課題:
A) 医原病についての文章から、「2年間の抗がん剤治療と放射線」で始まり「ことは不可能です。(PDF)」まで続く部分を引用してください。
B) 次の(i)〜(iii)がそれぞれ医原病についての文章の内容と合うかどうかを「はい」か「いいえ」で答え、判断の決め手となる文章中の言葉をそのまま引用してください。(i) 医療の分野で、医原病は多くの光が当てられてきたテーマである。(ii) 日本を含む多くの先進国では、新薬の規制機関の予算の80%以上を医療産業や製薬会社が出資している。(iii) D. P. Barrは当時コーネル大学の学長を務めていた。
C) 医原病についての文章の最後の文に続けて、その先を書き進めてください。

提示文:
********************

医療や医学の分野では、昔も今も、医原病は非常にセンシティブでデリケートなテーマです。タブーに近い、あまり光が当てられていない問題です。現在身近な近代医学は科学的かつ進歩的な唯一の医学であり、その発展に従って治療の可能性と効率は年々良くなり、患者の健康にますます貢献するという考え方は、ほぼ常識的なものとされています。このナラティブが現代人の頭にあまりにも深く根付いてしまったため、近代医学の治療自体が病気や死の原因になり得るということは、あまり考えたくない、あまり調べたくないテーマになりました。
2年間の抗がん剤治療と放射線治療の後に患者が亡くなれば、「ガンに負けた」という結論になります。もしかすると「治療に負けた」、治療によって命が(寿命より早く)削られたのではないかという可能性は、多くの人にとって考えてもみないことです。治療を施す医師の間でも、治療を受ける患者の側でも、そのために莫大な税金を出す役所の方でも、医療システムが提供している治療なのだから、メリットがデメリットより大きいはず、という思い込みが強いのです。
こうした思い込みについて、最も際立った最近の事例は、遺伝技術に基づくRNAコロナワクチンです。製薬会社(ファイザー、モデルナ)が公開するプレスリリースだけではなく、これらの会社が提供した実験データの全てを(小文字の補遺に隠されているデータも含めて)調べれば、ワクチンの害対効果比がネガティヴだということは、はじめから明白でした。(PDF、PDF)そしてワクチンキャンペーンが始まって2年後、その「無益有害」が現実的にはっきりと表面化したにもかかわらず、今でも多くの関係者がその効果性や安全性を唱え続けています。もちろん、このワクチンの効果と安全性についての深い思い込みの背景には、人の健康という公益より、自分の利益を優先する製薬会社の悪質なマーケティング力と、医学協会や研究機関、政府に対する彼らの恐るべき影響力が作用しています。たとえば、新薬の認証に際して、効果や安全性を調査した上で使用を許可する、各国の規制機関の予算ひとつとってもそうです。日本を含むたくさんの先進国では、新薬の規制機関の予算の80%以上は、医療産業や製薬会社が出資しています。つまり、政府の機関であるにもかかわらず、その自立性が保証されていないのです。こうした機関が中立な立場で、患者にとっての新薬のメリット・デメリットを判断することは不可能です。(PDF)
除け者にされがちながら、近代医学の分野においても、製薬会社や政治的権力の利害関係に与しない立場で、医原病についての真面目な研究があります。近代医学の治療における医原病について、近年初めて大きな警鐘を鳴らしたのは、当時のNew York Hospital(現:コーネル大学の医科大学院)の院長を務めた、D. P. Barr (PDF)でした。Barrは1955年に「近代医学の診断と治療の危険性 ー 我々が支払う代償」(Hazards of modern diagnosis and therapy: the price we pay)という論文で、医原病の頻発や危険の見逃しについて指摘しました。それ以来、主に公衆衛生の分野で、医療ミスや薬害の出現率や危険性についての研究がたくさん行われてきました。興味のある方のために、英語で出版された、メジャーな論文や書籍のリストをつけておきます。(PDF)

********************

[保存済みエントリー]
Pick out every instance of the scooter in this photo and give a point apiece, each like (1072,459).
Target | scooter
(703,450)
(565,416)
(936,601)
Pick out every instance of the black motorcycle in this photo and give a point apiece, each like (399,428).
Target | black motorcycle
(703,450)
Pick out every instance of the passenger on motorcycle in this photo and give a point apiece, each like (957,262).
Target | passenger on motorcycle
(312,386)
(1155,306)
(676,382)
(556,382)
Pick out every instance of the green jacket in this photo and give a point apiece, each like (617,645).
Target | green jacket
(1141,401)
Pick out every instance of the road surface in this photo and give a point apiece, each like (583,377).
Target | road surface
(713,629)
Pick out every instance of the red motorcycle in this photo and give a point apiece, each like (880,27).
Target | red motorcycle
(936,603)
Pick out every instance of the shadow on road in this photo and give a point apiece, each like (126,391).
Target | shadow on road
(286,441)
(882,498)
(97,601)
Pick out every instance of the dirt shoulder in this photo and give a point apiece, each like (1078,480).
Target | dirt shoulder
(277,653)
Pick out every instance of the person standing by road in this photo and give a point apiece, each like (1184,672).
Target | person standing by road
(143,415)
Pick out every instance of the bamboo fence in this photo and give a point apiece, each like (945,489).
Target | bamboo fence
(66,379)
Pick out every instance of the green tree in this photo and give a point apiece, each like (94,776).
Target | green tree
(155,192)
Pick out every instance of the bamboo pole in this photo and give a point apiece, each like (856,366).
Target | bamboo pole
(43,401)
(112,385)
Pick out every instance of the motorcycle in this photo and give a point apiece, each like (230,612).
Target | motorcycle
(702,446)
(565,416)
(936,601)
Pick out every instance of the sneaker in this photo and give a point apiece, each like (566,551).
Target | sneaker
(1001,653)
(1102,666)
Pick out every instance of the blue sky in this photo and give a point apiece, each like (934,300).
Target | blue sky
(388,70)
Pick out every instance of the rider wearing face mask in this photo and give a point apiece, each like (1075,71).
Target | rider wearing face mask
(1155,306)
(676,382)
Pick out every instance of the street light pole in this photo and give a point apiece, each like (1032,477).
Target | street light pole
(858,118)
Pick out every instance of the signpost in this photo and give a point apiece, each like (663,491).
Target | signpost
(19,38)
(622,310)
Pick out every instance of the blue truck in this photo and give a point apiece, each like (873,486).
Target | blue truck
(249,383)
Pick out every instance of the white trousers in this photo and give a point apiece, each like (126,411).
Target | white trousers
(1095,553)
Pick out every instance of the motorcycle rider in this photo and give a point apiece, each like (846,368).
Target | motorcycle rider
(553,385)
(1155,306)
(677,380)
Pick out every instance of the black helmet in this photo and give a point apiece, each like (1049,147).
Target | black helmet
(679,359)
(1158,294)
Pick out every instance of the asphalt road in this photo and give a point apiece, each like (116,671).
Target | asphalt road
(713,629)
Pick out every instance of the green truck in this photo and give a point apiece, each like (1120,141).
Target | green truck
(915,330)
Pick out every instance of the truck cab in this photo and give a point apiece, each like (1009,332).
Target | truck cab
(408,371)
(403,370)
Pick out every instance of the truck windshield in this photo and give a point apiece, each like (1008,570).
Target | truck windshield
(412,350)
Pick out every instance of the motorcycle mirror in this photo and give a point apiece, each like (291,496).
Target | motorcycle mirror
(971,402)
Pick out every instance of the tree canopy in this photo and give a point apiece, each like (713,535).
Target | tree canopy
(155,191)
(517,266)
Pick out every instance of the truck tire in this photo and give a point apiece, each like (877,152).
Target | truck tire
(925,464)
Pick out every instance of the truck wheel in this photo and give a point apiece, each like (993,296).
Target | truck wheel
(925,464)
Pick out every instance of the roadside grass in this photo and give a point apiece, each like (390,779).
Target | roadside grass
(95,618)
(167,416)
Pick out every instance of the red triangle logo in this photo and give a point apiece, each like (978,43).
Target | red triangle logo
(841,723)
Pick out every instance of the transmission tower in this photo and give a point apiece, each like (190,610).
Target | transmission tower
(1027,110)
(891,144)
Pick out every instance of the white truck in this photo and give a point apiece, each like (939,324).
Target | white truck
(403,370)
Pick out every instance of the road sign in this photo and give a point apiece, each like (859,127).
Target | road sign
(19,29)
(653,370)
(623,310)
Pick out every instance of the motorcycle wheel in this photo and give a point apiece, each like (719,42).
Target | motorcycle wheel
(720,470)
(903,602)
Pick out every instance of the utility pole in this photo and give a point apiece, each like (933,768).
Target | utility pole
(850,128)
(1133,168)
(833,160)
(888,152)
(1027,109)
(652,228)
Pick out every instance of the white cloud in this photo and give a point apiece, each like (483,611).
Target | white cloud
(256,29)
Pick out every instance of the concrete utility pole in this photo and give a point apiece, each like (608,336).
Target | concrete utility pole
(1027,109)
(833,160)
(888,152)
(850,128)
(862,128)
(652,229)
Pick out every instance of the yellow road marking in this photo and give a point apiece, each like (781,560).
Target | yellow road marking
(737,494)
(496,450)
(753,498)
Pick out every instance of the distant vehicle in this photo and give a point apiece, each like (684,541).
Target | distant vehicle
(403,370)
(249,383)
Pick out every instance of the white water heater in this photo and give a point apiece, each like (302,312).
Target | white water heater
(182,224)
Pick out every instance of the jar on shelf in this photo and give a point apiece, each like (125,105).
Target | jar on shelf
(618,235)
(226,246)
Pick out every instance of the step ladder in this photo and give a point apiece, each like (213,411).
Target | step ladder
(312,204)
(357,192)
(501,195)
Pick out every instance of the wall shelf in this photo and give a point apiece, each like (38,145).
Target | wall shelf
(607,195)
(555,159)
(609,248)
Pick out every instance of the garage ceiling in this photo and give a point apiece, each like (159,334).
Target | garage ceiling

********************

各項目の解答:
A)
2年間の抗がん剤治療と放射線治療の後に患者が亡くなれば、「ガンに負けた」という結論になります。もしかすると「治療に負けた」、治療によって命が(寿命より早く)削られたのではないかという可能性は、多くの人にとって考えてもみないことです。治療を施す医師の間でも、治療を受ける患者の側でも、そのために莫大な税金を出す役所の方でも、医療システムが提供している治療なのだから、メリットがデメリットより大きいはず、という思い込みが強いのです。
こうした思い込みについて、最も際立った最近の事例は、遺伝技術に基づくRNAコロナワクチンです。製薬会社(ファイザー、モデルナ)が公開するプレスリリースだけではなく、これらの会社が提供した実験データの全てを(小文字の補遺に隠されているデータも含めて)調べれば、ワクチンの害対効果比がネガティヴだということは、はじめから明白でした。(PDF、PDF)そしてワクチンキャンペーンが始まって2年後、その「無益有害」が現実的にはっきりと表面化したにもかかわらず、今でも多くの関係者がその効果性や安全性を唱え続けています。もちろん、このワクチンの効果と安全性についての深い思い込みの背景には、人の健康という公益より、自分の利益を優先する製薬会社の悪質なマーケティング力と、医学協会や研究機関、政府に対する彼らの恐るべき影響力が作用しています。たとえば、新薬の認証に際して、効果や安全性を調査した上で使用を許可する、各国の規制機関の予算ひとつとってもそうです。日本を含むたくさんの先進国では、新薬の規制機関の予算の80%以上は、医療産業や製薬会社が出資しています。つまり、政府の機関であるにもかかわらず、その自立性が保証されていないのです。こうした機関が中立な立場で、患者にとっての新薬のメリット・デメリットを判断することは不可能です。(PDF)

B)
(i) いいえ。「タブーに近い、あまり光が当てられていない問題です」
(ii) はい。「日本を含むたくさんの先進国では、新薬の規制機関の予算の80%以上は、医療産業や製薬会社が出資しています」
(iii) いいえ。「当時のNew York Hospital(現:コーネル大学の医科大学院)の院長を務めた」

C)
医者が人間である限り、治療の間違いが起こり得ることは、誰も否定しません。どんな薬にも副作用があり、それが患者に害を与える可能性があることは、誰も疑いません。問題はその頻度です。
研究の焦点によって数字に多少ばらつきがありますが、「アメリカとヨーロッパでは、医薬品が心臓病と癌に続く三番目の死因です」と Peter Gøtzsche が分析しています。(ブログ参照)医原病の危険性や発症率を専門的に研究する人ならば、この位置付けに異論はないと思います。(PDF)ちなみに厚生労働省によれば、2020年の日本のトップ4の死因は新生物/腫瘍(391,545人)、循環器系の疾患(345,476人)、呼吸器系の疾患(172,727人)老衰(132,440人)でした(PDF)。もし薬害が3番目の死因にくるのなら、日本では、薬害による死亡者数は六桁の数字に上ると想定できます。もちろんこの計算は薬害だけで、不要な手術、手術ミス、院内感染などで亡くなる人の数は含まれていません。そして当然のことながら、たとえ致命的な結果にならなかったとしても、医原病で再入院しなければならない人、長く続く不調や生活の不自由で悩まなければならない人の数は、死者数の何倍にも及びます。
こうした現実の前で、私たちはどう考えるべきなのでしょうか。近代的・科学的アロパシー医学は、その方法論や処置方法において、18世紀の医学とはもちろん違うものです。しかし、その「進歩的」な治療や処置に伴う医原病の問題の深刻さは、本当に克服されたのでしょうか?僕には、アロパシー医学がもたらす害についてのハーネマンの指摘は、200年を経た今、すでに妥当性を失った時代遅れ・的外れの批判というよりも、未来の医療を提案する、観察力の鋭い先駆者の分析と警告に聞こえます。